◆ Work required: Everything in the records below should be set down again, word for word.

▬▬▬▬▬▬

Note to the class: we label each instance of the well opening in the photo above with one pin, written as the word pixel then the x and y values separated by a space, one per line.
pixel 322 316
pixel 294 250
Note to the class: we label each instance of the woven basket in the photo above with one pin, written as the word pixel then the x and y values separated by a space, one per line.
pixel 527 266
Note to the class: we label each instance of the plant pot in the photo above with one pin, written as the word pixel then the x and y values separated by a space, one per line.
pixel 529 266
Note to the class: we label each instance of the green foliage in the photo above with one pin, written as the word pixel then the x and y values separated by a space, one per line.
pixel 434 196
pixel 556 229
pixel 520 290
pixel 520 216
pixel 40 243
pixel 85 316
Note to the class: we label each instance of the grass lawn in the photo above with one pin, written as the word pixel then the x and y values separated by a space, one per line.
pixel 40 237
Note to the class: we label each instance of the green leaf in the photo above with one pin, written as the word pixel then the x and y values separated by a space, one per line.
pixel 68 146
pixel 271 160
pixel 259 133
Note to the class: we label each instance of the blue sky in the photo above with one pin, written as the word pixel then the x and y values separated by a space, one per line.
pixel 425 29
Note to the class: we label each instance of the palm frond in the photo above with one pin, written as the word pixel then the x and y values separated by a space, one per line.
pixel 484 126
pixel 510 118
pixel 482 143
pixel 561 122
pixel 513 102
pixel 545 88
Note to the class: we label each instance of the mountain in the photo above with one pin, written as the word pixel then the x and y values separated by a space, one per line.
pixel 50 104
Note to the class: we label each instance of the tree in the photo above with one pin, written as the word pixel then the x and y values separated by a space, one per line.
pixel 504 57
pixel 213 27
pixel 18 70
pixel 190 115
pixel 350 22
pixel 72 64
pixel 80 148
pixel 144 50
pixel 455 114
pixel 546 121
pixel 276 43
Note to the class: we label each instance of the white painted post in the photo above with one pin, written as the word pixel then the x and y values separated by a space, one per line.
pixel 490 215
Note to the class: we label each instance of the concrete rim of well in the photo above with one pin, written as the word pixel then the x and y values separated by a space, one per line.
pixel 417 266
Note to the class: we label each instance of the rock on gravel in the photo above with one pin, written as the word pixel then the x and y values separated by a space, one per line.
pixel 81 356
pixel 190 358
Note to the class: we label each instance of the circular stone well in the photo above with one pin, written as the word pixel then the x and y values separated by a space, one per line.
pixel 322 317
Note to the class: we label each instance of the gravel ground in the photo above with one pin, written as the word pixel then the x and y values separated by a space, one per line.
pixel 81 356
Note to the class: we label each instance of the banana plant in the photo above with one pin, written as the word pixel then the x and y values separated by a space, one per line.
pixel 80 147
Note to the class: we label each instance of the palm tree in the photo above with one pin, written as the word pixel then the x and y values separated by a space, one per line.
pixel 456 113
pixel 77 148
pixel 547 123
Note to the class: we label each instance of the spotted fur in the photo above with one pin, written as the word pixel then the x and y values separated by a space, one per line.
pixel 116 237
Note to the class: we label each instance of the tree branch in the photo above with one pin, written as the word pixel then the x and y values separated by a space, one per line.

▬▬▬▬▬▬

◆ Response area:
Note to the class: we label each instance of the well opening in the photo above with one pin, written as the word pixel then the x and y values separated by a space, one per line.
pixel 322 316
pixel 294 250
Note to the class: we label each instance of the woven basket in the photo above with one pin, written as the word pixel then the x and y values separated by a space, one per line.
pixel 527 266
Note to the class: we label each instance of the plant pot in the photo above with one pin, written as the word pixel then the x and y values separated by a space, one per line.
pixel 529 266
Note to the class: we label each instance of the green foliage in the photo above with one pin, written as the word pixel then the x and y values separated by a space, one per line.
pixel 434 196
pixel 556 229
pixel 520 290
pixel 520 216
pixel 40 243
pixel 85 316
Note to the class: we label each instance of the grass lawn in the photo above with one pin, written as the word pixel then the x and y values separated by a space, one per line.
pixel 40 237
Note to the class: we label each instance of the green leaf in the photo above with one pin, written as the word pixel then the x and y values separated by a space, one per line.
pixel 68 146
pixel 271 160
pixel 259 133
Note to the class: we label each instance of the blue sky in the photo above with one pin, written as the word pixel then the x and y values separated by a space, one per line.
pixel 425 29
Note to the class: we label each instance of the palm frond in the photo above with one pin, written as the word pixel then the x and y values separated by a space, one per line.
pixel 484 126
pixel 510 118
pixel 482 143
pixel 561 122
pixel 513 102
pixel 545 88
Note to the class: we label each instance of the mountain in the photo above with one pin, written as the word pixel then the x and y values separated by a space, one per line.
pixel 50 104
Note to the class: we label each instance of the tree in the photo above with one pin, written as the word pixel then the x and y values separated by a space, one per line.
pixel 504 57
pixel 213 27
pixel 18 70
pixel 190 115
pixel 350 22
pixel 72 64
pixel 80 148
pixel 144 50
pixel 455 114
pixel 546 121
pixel 276 43
Note to the class: we label each instance of the white painted post in the photo above with one pin, written as the word pixel then the x and y values separated by a space, one per line.
pixel 490 215
Note to the class: we label each instance of the concrete rim of well in the photo above with one pin, written as the word pixel then the x and y values separated by a space, one per line.
pixel 417 266
Note to the class: we label each instance of the rock on gravel in the photo above with one pin, written as the word pixel then the x and y values separated by a space, one per line.
pixel 81 356
pixel 190 358
Note to the class: we label each instance of the circular stone well in the photo above with one pin, written as the word pixel then the x and y values separated by a space, one per line.
pixel 322 317
Note to the class: we label each instance of the gravel ground in the photo above with one pin, written as the word pixel then the x and y values separated by a space, one per line.
pixel 81 356
Note to the class: we label each instance of the banana plant in the photo above with one pin, written as the word pixel then the x and y values separated by a space, one per line.
pixel 80 147
Note to the class: we label each instance of the palm tree in the photo above with one pin, written as the word pixel then the x and y values separated by a space, one per line.
pixel 456 113
pixel 77 148
pixel 547 123
Note to the class: we label each instance of the spotted fur in the photo above with one pin, written as the word pixel then the x and y values separated by a space, one per line.
pixel 116 237
Note to the class: we label each instance of the tree branch in the photo above with one pin, written as the word pixel then the x and y values separated by a space, one per line.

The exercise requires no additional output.